--- What is required ---
Convert all of the data below into a Markdown table with two columns, Row and Line. Put each nonblank line in its own numbered row and leave out blank lines.

--- Excerpted data ---
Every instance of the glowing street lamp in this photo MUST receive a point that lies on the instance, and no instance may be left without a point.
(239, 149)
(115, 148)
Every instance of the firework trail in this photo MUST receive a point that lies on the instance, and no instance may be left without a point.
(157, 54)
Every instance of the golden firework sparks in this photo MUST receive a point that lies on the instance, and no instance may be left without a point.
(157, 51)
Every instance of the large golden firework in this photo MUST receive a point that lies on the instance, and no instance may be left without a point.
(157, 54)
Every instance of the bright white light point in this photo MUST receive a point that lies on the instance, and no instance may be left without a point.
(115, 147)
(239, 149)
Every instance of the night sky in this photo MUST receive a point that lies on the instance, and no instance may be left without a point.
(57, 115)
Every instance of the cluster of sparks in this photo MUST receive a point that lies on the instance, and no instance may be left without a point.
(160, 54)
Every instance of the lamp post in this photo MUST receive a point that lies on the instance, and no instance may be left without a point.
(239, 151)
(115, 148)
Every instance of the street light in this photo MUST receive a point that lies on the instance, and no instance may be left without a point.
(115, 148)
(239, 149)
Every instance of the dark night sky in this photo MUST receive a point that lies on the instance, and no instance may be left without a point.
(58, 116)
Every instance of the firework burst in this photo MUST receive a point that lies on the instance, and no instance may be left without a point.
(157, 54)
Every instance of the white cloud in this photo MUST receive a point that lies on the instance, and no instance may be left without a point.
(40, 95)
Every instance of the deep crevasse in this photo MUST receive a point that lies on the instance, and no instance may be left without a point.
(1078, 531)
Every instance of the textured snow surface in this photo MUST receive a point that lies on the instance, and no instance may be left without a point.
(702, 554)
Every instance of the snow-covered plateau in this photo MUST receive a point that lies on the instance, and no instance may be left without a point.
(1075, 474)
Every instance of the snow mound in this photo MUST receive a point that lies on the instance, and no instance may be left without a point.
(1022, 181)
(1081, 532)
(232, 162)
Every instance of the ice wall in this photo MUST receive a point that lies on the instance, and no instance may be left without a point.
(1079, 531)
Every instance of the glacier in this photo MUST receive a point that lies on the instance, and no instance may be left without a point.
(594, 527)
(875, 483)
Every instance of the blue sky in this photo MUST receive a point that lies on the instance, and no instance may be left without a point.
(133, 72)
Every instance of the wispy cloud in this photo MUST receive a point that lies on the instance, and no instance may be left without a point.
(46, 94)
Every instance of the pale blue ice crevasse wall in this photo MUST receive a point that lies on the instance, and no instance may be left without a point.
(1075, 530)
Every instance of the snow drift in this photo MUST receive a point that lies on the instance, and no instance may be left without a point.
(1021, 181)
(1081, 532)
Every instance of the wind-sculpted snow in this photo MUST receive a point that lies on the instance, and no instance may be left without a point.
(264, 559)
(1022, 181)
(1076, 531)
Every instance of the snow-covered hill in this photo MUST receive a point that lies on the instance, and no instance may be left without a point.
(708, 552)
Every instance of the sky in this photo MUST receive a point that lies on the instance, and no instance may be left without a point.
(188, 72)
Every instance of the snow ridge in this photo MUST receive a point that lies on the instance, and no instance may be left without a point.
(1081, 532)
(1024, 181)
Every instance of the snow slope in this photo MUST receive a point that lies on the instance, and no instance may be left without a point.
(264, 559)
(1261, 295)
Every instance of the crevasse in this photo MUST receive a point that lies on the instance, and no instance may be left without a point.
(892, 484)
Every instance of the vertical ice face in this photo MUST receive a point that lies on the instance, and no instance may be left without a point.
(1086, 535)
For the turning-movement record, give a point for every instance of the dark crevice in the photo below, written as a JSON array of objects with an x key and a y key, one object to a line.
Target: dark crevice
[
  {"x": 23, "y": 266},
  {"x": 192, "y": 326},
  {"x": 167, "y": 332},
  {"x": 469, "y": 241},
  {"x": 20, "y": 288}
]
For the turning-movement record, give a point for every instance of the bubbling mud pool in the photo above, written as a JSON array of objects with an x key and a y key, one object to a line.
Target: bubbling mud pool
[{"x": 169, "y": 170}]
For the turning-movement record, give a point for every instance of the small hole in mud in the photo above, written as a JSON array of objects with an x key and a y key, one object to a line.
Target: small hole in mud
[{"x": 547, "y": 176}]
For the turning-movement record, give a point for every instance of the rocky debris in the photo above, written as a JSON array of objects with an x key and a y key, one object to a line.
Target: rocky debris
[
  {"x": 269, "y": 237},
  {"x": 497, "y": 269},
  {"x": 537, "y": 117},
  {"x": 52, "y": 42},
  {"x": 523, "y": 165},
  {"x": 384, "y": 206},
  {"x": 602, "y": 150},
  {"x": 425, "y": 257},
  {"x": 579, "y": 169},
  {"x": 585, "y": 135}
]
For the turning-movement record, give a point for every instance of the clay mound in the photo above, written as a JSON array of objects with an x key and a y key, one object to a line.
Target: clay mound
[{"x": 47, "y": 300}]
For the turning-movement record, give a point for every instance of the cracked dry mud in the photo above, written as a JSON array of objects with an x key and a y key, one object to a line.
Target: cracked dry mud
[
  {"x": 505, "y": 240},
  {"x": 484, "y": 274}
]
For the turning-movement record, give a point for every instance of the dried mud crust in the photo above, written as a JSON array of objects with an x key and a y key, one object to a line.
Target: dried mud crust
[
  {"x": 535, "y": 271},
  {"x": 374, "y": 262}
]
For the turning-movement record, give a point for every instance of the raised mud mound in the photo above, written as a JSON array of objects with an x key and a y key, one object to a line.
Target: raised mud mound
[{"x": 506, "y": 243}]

--- The response ---
| Row | Line |
|---|---|
| 1 | Every instance of the glowing street lamp in this photo MUST receive a point that lies on the instance, and no instance may be left without a point. |
| 2 | (239, 149) |
| 3 | (115, 148) |
| 4 | Every instance of the firework trail in this photo MUST receive a point that lies on the instance, and no instance may be left without a point. |
| 5 | (157, 54) |
| 6 | Every instance of the golden firework sparks in this photo MUST receive a point that lies on the instance, and no instance may be left without a point. |
| 7 | (157, 51) |
| 8 | Every instance of the large golden firework in this photo MUST receive a point that lies on the instance, and no instance may be left without a point. |
| 9 | (157, 54) |
| 10 | Every instance of the bright white light point in this photo MUST receive a point that lies on the instance, and no instance may be left without a point. |
| 11 | (115, 147) |
| 12 | (239, 149) |
| 13 | Every instance of the night sky in this photo MUST receive a point that lies on the instance, and no instance may be left without a point. |
| 14 | (57, 115) |
| 15 | Every instance of the cluster of sparks in this photo MUST receive a point that lies on the instance, and no instance may be left without a point. |
| 16 | (160, 54) |
| 17 | Every instance of the lamp post in this photo MUST receive a point that lies on the instance, and no instance may be left without a point. |
| 18 | (239, 151) |
| 19 | (115, 148) |
| 20 | Every instance of the street light in this photo MUST receive a point that lies on the instance, and no instance may be left without a point. |
| 21 | (115, 148) |
| 22 | (239, 149) |
| 23 | Every instance of the dark night sky in this photo MUST receive a point that lies on the instance, and no instance may be left without a point. |
| 24 | (58, 116) |
| 25 | Every instance of the firework burst in this photo MUST receive a point that lies on the instance, and no instance may be left without a point. |
| 26 | (157, 54) |
| 27 | Every instance of the white cloud in this photo MUST receive a point that lies on the instance, and no instance may be left without a point. |
| 28 | (40, 95) |
| 29 | Every instance of the deep crevasse in this photo MUST receive a point that lies on the instance, and no instance may be left without a point. |
| 30 | (1078, 531) |
| 31 | Every instance of the textured snow surface in this photo MUST receive a point that lies on the instance, and no instance may be left without a point. |
| 32 | (702, 554) |
| 33 | Every instance of the snow-covered plateau in this photo MUST receive a point that lies on the instance, and no instance may be left without a point. |
| 34 | (1075, 474) |
| 35 | Every instance of the snow mound in this photo MUST receive a point that lies on the instance, and no instance may be left without a point. |
| 36 | (1022, 181) |
| 37 | (1081, 532) |
| 38 | (232, 162) |
| 39 | Every instance of the ice wall in this photo MUST receive a point that lies on the instance, and no instance may be left without a point. |
| 40 | (1079, 531) |
| 41 | Every instance of the glacier in this photo MUST receive a point that lies on the instance, and no instance may be left without a point. |
| 42 | (594, 527) |
| 43 | (875, 483) |
| 44 | Every instance of the blue sky in this photo MUST receive a point that lies on the instance, and no instance may be left without a point. |
| 45 | (133, 72) |
| 46 | Every instance of the wispy cloud in this photo MUST receive a point that lies on the instance, and no instance may be left without a point. |
| 47 | (46, 94) |
| 48 | Every instance of the pale blue ice crevasse wall in this photo MUST receive a point that lies on the instance, and no instance may be left without a point. |
| 49 | (1075, 530) |
| 50 | Every instance of the snow drift in this photo MUST receive a point that lies on the instance, and no instance may be left without a point. |
| 51 | (1021, 181) |
| 52 | (1081, 532) |
| 53 | Every instance of the wind-sculpted snow in this photo MUST receive a point that lies on the instance, and no instance may be left without a point. |
| 54 | (264, 559) |
| 55 | (1022, 181) |
| 56 | (1076, 531) |
| 57 | Every instance of the snow-covered hill in this photo MUST receive a point that lies on the instance, and no instance may be left without a point. |
| 58 | (708, 552) |
| 59 | Every instance of the sky in this photo MUST receive a point that lies on the instance, and no instance may be left without a point. |
| 60 | (188, 72) |
| 61 | Every instance of the snow ridge in this photo MUST receive a point that lies on the instance, and no instance may be left without a point. |
| 62 | (1081, 532) |
| 63 | (1024, 181) |
| 64 | Every instance of the snow slope in this photo MUST receive a point that lies on the instance, and no instance may be left without a point. |
| 65 | (264, 559) |
| 66 | (1261, 295) |
| 67 | Every instance of the crevasse in this photo MUST receive a point that lies on the instance, and no instance may be left without a point. |
| 68 | (892, 484) |
| 69 | Every instance of the vertical ice face in this photo MUST receive a point that lies on the instance, and no instance may be left without a point. |
| 70 | (1086, 535) |
| 71 | For the turning-movement record, give a point for every instance of the dark crevice in the photo below, written as a JSON array of objects with an x key and a y key, one object to a line. |
| 72 | Target: dark crevice |
| 73 | [ |
| 74 |   {"x": 23, "y": 266}, |
| 75 |   {"x": 192, "y": 326}, |
| 76 |   {"x": 167, "y": 332}, |
| 77 |   {"x": 469, "y": 241}, |
| 78 |   {"x": 20, "y": 288} |
| 79 | ] |
| 80 | For the turning-movement record, give a point for every instance of the bubbling mud pool in the photo above, written as a JSON array of objects with an x key and a y key, one object to a line. |
| 81 | Target: bubbling mud pool |
| 82 | [{"x": 169, "y": 170}] |
| 83 | For the turning-movement record, give a point for every instance of the small hole in mud in the photo above, written as a JSON array of objects with an x key and a y key, one object to a line. |
| 84 | Target: small hole in mud |
| 85 | [{"x": 547, "y": 176}] |
| 86 | For the turning-movement record, give a point for every instance of the rocky debris in the photo above, written as a JSON array of objects with an x key and a y key, one object to a line. |
| 87 | Target: rocky debris |
| 88 | [ |
| 89 |   {"x": 269, "y": 237}, |
| 90 |   {"x": 497, "y": 269}, |
| 91 |   {"x": 537, "y": 117}, |
| 92 |   {"x": 52, "y": 42}, |
| 93 |   {"x": 523, "y": 165}, |
| 94 |   {"x": 384, "y": 206}, |
| 95 |   {"x": 602, "y": 150}, |
| 96 |   {"x": 425, "y": 257}, |
| 97 |   {"x": 579, "y": 169}, |
| 98 |   {"x": 585, "y": 135} |
| 99 | ] |
| 100 | For the turning-movement record, give a point for every instance of the clay mound in the photo above, written as a JSON array of objects with an x key and a y key, one object to a line. |
| 101 | Target: clay mound |
| 102 | [{"x": 47, "y": 300}] |
| 103 | For the turning-movement record, give a point for every instance of the cracked dry mud in the photo above, written as a JSON array of objects with an x key and a y key, one object to a line. |
| 104 | Target: cracked dry mud |
| 105 | [ |
| 106 |   {"x": 505, "y": 240}, |
| 107 |   {"x": 484, "y": 274} |
| 108 | ] |
| 109 | For the turning-movement record, give a point for every instance of the dried mud crust in the photo above, written as a JSON array of objects with an x key and a y key, one object to a line. |
| 110 | Target: dried mud crust |
| 111 | [ |
| 112 |   {"x": 535, "y": 271}, |
| 113 |   {"x": 374, "y": 262} |
| 114 | ] |
| 115 | For the turning-movement record, give a point for every instance of the raised mud mound in the photo above, written as a JSON array of objects with an x key and a y key, one object to a line. |
| 116 | Target: raised mud mound |
| 117 | [{"x": 506, "y": 243}] |